SELECTED TEXT
*** Block opens ***

Residents bemoan examination fees

Residents of Bulawayo have complained that the examination fees announced by the Ministry of Education recently are too high and could pose a problem for poor families. Residents said there was need for the ministry to bear in mind the fact that 75 percent of Zimbabwes population lives below the poverty datum line when coming up with examination fees. They said the fees were tantamount to denying Zimbabweans their right to education.

Many students failed to register to sit for examinations last year but the government has increased the fees this year instead, albeit marginally. Fees for Ordinary level students have been increased from $10 last year to $11 this year while fees for Advanced level students have been increased from $20 last year to $22 this year. The situation is particularly dire for ordinary level students who sit for as many as eight or ten subjects.

Residents wary of police presence

Residents of Bulawayo are concerned by the sudden increase in the numbers of police personnel on patrol in the city centre and in residential areas. Residents say they fear that the increased presence of police could be a mechanism to instil fear in residents ahead of elections projected to take place this year or early next year. This comes at a time when police in Bulawayo have stepped up measures to muzzle freedom of assembly and expression, with institutions and political parties intending to hold gatherings being denied clearance. Residents fear that this state of affairs could compromise the elections as it would be impossible for voter education exercises to take place as long as the police block public gatherings. Residents called on the relevant authorities to take steps to ensure that the rights of Zimbabweans to freedom of assembly and freedom of expression be restored and people allowed to gather.

*** Block closes ***

TASK REQUIREMENTS
#1 In the news text about Bulawayo, reproduce the passage from "Residents of Bulawayo have" to "right to education.".
#2 According to the news text about Bulawayo, what were the Advanced level examination fees last year and this year?
#3 Continue the news text about Bulawayo, starting after its last sentence.
The items have nothing to do with the news text about Bulawayo.

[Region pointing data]
*** Block opens ***

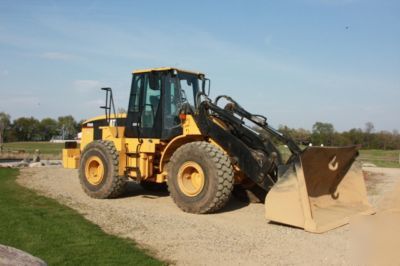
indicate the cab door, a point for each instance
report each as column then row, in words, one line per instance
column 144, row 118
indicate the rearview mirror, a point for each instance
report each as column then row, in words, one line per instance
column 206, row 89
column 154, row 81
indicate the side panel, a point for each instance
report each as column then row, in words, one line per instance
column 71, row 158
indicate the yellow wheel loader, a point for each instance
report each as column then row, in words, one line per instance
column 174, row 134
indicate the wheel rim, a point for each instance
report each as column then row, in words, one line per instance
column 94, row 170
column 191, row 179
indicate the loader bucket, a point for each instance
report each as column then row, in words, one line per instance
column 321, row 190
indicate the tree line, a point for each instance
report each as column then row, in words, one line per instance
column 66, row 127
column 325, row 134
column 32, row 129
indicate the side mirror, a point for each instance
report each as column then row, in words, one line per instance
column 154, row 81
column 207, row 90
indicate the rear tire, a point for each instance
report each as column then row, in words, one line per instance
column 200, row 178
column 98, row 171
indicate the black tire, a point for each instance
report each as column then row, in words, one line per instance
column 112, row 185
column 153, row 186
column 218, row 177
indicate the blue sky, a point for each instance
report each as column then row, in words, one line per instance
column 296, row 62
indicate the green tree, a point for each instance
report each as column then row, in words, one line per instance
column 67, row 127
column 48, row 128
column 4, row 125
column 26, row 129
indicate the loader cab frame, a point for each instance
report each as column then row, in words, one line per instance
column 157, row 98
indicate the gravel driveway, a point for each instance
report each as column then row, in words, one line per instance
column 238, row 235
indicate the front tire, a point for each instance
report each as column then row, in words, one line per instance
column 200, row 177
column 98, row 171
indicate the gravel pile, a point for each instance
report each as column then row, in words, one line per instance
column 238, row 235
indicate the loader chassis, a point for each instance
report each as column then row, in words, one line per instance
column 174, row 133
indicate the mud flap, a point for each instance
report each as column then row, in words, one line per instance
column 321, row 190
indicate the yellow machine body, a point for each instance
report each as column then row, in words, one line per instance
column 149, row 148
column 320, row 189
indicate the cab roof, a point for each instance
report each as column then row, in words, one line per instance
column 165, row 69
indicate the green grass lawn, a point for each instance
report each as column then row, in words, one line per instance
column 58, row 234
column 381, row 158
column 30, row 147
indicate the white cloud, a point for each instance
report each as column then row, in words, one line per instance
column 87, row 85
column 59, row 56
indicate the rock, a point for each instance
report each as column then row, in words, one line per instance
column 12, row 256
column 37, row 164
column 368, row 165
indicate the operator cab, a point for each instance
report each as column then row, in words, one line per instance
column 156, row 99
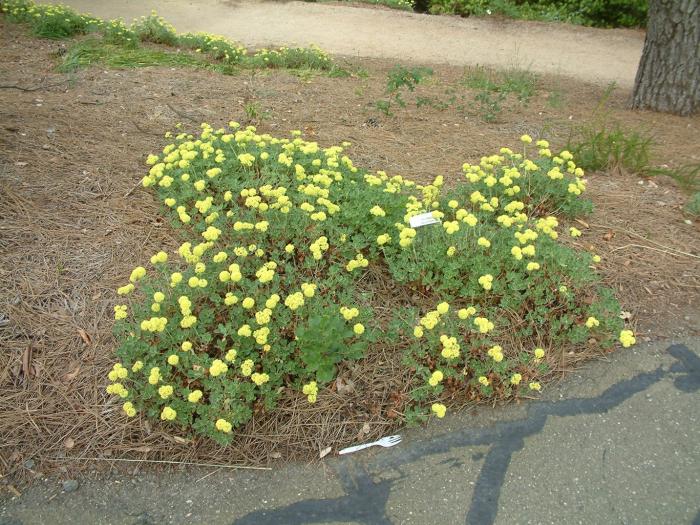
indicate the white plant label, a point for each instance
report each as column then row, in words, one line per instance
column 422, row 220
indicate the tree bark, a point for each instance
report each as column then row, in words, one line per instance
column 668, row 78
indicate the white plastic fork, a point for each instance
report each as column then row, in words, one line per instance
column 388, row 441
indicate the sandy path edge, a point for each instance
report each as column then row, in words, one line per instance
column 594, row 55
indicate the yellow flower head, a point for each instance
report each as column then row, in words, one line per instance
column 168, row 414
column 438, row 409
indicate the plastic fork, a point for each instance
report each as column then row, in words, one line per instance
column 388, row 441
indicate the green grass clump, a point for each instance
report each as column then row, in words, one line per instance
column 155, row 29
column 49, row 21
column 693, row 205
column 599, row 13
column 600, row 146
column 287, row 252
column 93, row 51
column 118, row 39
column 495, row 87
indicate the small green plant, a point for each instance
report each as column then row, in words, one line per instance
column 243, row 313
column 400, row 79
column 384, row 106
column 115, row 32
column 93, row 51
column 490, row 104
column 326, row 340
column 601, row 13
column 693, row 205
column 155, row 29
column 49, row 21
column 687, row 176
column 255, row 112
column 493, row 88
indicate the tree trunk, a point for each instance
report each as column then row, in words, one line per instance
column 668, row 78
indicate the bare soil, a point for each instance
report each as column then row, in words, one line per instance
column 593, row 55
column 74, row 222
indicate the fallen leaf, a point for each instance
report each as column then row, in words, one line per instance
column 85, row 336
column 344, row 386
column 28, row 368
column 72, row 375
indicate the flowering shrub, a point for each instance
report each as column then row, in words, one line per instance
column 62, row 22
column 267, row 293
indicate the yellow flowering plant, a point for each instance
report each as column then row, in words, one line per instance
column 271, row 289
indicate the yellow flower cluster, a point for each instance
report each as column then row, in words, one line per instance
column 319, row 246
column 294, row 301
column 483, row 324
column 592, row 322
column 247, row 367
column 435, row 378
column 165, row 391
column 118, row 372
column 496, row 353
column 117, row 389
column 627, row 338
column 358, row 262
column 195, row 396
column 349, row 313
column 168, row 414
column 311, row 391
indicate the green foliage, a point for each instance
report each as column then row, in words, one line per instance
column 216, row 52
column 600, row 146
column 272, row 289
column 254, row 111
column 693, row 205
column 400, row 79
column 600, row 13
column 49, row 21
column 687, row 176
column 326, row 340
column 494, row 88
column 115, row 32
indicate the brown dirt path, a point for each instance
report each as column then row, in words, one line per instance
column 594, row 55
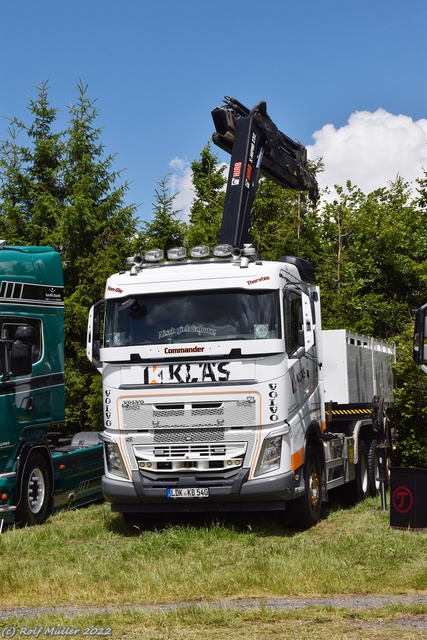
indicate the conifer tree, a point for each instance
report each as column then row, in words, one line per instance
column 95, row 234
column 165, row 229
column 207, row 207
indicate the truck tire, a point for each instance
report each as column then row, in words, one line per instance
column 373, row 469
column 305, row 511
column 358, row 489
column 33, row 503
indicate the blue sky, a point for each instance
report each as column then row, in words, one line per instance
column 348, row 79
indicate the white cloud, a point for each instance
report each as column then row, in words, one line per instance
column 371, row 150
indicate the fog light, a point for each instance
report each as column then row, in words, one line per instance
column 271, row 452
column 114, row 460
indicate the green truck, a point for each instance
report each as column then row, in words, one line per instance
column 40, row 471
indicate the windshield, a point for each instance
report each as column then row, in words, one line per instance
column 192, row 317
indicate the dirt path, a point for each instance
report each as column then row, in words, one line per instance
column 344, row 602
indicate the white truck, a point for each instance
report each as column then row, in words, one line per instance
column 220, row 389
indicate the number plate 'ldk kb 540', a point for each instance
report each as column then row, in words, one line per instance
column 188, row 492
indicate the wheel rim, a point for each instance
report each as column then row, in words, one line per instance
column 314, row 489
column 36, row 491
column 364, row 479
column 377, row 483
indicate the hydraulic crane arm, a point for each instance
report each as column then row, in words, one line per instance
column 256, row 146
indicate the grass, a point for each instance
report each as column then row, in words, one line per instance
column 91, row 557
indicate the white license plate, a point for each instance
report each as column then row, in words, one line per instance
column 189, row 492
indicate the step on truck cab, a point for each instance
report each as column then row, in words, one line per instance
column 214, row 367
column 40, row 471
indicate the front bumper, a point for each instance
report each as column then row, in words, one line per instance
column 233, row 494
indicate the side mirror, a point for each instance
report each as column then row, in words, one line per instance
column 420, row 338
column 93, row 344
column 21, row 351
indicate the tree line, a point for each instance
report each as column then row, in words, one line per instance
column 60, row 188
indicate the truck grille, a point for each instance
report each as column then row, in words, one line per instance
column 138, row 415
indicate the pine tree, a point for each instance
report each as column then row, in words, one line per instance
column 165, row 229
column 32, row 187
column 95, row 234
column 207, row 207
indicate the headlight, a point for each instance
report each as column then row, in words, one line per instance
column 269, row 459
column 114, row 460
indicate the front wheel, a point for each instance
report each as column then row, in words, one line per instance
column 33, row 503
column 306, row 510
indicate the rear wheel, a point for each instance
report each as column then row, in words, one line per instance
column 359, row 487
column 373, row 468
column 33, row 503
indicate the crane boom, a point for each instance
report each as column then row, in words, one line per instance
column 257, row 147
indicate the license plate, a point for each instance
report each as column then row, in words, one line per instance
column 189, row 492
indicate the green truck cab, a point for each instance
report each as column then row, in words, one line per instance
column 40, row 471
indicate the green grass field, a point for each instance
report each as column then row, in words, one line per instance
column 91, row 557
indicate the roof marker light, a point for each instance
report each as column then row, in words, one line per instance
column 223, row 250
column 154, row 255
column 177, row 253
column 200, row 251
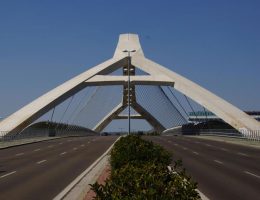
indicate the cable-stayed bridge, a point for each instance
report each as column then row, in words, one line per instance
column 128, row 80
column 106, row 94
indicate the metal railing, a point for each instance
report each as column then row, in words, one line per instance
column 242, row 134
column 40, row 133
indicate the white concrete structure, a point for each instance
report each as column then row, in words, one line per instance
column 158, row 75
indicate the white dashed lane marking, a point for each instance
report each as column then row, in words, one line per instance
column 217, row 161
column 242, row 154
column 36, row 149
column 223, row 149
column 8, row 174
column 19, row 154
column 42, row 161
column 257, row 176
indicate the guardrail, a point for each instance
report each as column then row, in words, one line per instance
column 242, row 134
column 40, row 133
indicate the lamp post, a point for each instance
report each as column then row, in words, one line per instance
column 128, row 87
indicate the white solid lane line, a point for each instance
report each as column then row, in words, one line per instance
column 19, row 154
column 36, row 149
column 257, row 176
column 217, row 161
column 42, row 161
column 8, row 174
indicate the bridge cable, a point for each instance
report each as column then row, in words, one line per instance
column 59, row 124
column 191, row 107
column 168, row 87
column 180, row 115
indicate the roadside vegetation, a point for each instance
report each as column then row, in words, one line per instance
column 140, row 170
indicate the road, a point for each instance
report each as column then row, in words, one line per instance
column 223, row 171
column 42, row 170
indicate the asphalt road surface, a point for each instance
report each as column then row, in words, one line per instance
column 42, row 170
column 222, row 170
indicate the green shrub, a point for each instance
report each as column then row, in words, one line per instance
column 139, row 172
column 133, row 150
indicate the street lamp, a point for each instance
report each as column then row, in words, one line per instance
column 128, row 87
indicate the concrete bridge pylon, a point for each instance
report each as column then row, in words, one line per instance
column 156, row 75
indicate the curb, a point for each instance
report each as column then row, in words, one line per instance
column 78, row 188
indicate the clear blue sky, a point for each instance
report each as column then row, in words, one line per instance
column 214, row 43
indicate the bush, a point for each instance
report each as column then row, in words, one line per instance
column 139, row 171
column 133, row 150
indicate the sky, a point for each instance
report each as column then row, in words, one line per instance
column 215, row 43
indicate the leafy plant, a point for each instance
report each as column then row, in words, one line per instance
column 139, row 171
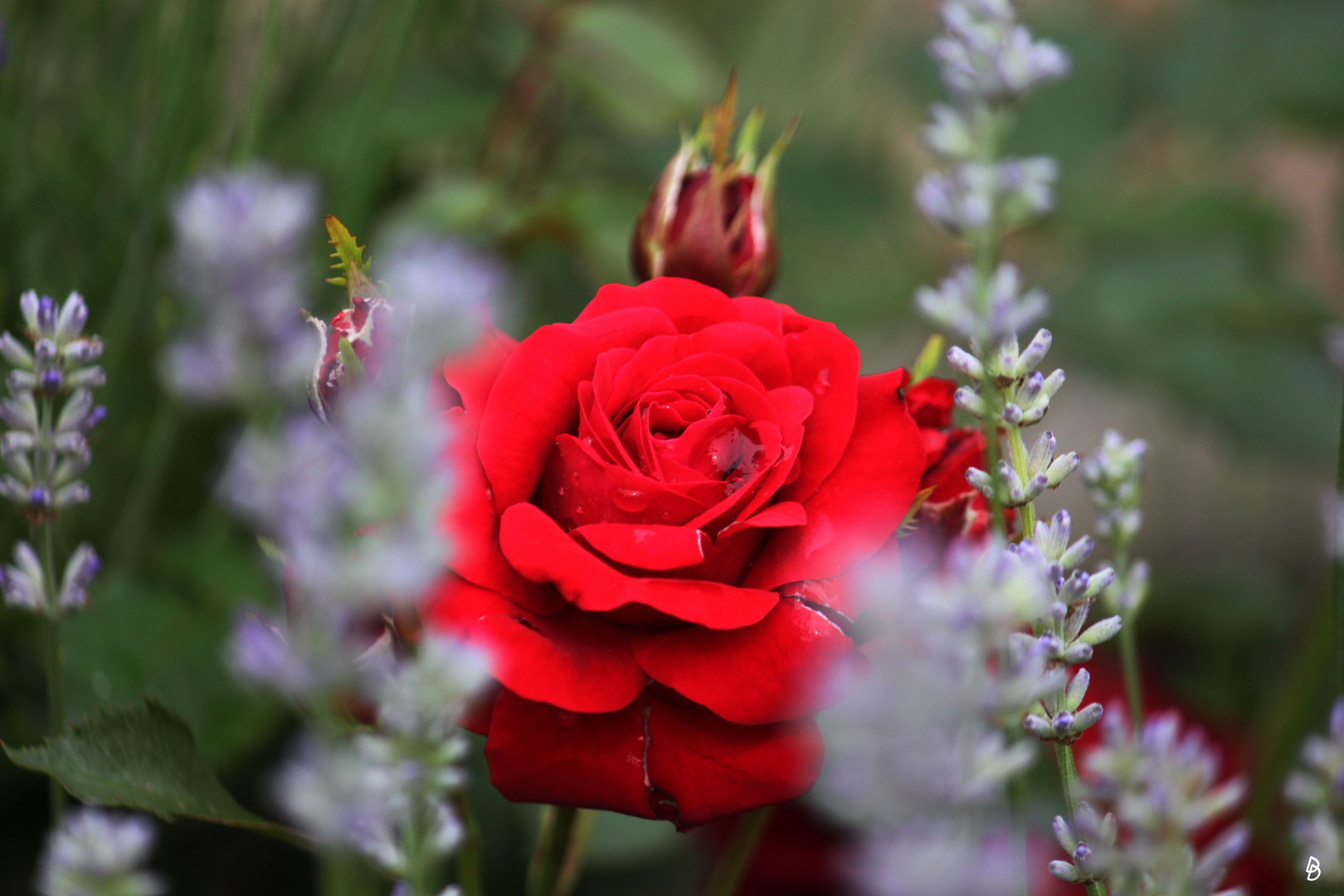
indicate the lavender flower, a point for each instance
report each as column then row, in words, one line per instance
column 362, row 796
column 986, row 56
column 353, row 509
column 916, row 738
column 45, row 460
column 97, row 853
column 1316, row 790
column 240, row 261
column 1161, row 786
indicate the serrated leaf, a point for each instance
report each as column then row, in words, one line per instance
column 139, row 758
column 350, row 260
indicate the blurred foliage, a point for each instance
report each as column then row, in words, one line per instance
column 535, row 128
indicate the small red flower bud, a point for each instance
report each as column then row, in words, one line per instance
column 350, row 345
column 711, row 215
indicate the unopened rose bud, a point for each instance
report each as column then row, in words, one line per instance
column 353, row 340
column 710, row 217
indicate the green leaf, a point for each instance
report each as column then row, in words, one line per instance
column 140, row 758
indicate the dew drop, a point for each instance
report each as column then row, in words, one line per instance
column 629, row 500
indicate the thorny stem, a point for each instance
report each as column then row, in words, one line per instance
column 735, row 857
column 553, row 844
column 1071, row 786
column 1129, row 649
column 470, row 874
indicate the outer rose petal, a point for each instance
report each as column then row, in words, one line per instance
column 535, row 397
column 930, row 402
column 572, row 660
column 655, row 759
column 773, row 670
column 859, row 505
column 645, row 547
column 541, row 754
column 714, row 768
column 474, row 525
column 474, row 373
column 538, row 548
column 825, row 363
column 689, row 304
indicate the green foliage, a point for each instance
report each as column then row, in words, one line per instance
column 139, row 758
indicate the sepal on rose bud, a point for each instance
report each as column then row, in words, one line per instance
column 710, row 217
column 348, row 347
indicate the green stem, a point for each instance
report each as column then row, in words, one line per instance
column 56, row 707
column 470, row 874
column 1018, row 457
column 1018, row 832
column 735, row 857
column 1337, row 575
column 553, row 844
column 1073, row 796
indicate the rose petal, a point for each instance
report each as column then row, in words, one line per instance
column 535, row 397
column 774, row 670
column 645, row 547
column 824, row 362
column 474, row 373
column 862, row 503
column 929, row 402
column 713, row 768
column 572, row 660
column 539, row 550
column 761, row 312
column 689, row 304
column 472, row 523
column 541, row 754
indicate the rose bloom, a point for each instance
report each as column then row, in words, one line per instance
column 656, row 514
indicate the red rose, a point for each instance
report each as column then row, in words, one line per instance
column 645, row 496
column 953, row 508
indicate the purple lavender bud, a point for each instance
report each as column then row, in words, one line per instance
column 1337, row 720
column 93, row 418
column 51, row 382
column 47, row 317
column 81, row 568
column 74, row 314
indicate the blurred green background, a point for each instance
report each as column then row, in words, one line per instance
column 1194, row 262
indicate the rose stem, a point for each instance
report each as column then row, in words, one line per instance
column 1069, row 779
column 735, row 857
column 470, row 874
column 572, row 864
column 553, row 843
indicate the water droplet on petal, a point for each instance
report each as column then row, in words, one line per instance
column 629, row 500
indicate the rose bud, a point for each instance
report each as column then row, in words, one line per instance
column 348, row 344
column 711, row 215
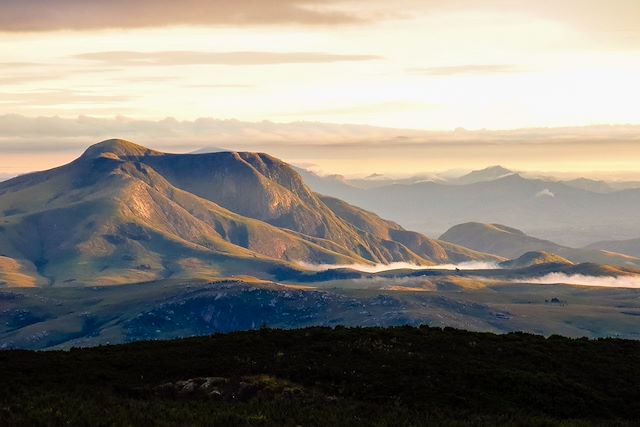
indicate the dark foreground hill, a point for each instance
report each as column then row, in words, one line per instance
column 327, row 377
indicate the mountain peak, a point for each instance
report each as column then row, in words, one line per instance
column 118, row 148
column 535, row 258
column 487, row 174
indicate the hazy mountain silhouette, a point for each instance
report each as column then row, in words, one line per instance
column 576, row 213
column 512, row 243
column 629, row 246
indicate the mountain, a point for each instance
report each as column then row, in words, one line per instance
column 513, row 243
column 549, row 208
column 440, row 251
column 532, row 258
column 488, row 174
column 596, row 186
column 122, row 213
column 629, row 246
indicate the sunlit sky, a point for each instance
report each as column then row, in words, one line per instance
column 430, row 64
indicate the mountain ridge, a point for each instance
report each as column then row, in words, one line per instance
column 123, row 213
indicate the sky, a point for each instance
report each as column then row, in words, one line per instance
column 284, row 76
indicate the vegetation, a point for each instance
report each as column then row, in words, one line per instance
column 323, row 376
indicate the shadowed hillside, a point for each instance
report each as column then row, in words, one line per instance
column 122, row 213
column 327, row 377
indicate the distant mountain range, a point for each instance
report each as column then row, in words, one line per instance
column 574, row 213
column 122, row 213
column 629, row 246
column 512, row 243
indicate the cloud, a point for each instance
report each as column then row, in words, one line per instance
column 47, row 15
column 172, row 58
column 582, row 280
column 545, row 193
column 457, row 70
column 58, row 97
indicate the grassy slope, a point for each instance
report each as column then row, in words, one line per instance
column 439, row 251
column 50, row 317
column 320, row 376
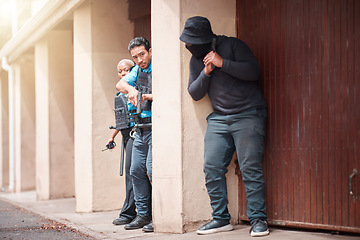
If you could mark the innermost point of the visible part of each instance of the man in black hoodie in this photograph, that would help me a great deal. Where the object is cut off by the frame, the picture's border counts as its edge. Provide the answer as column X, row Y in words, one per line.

*** Block closes ***

TASK-BY-TASK RESULTS
#1
Residents of Bulawayo have complained that the examination fees announced by the Ministry of Education recently are too high and could pose a problem for poor families. Residents said there was need for the ministry to bear in mind the fact that 75 percent of Zimbabwes population lives below the poverty datum line when coming up with examination fees. They said the fees were tantamount to denying Zimbabweans their right to education.

#2 $20 last year and $22 this year.

#3
Improve conditions at holding cells – Residents

Residents have called on the Ministry of Home Affairs to improve conditions at police holding cells as they are inhumane. Residents said it was unfair for suspects locked up in holding cells to be treated like criminals because they would not have been found guilty of whatever crimes they are suspected of having committed. Residents said it was outdated and cruel that holding cell toilets are flushed from the outside in police stations not only in Bulawayo but across the country while blankets are too thin and suspects have to sleep on the floor. Residents also said there was a need for suspects to be given adequate amounts of clean and nutritiously balanced foods while they are incarcerated at police holding cells. They said the current practice whereby suspects are not given food was a gross injustice and in contravention of international human rights standards that Zimbabwe is a signatory to.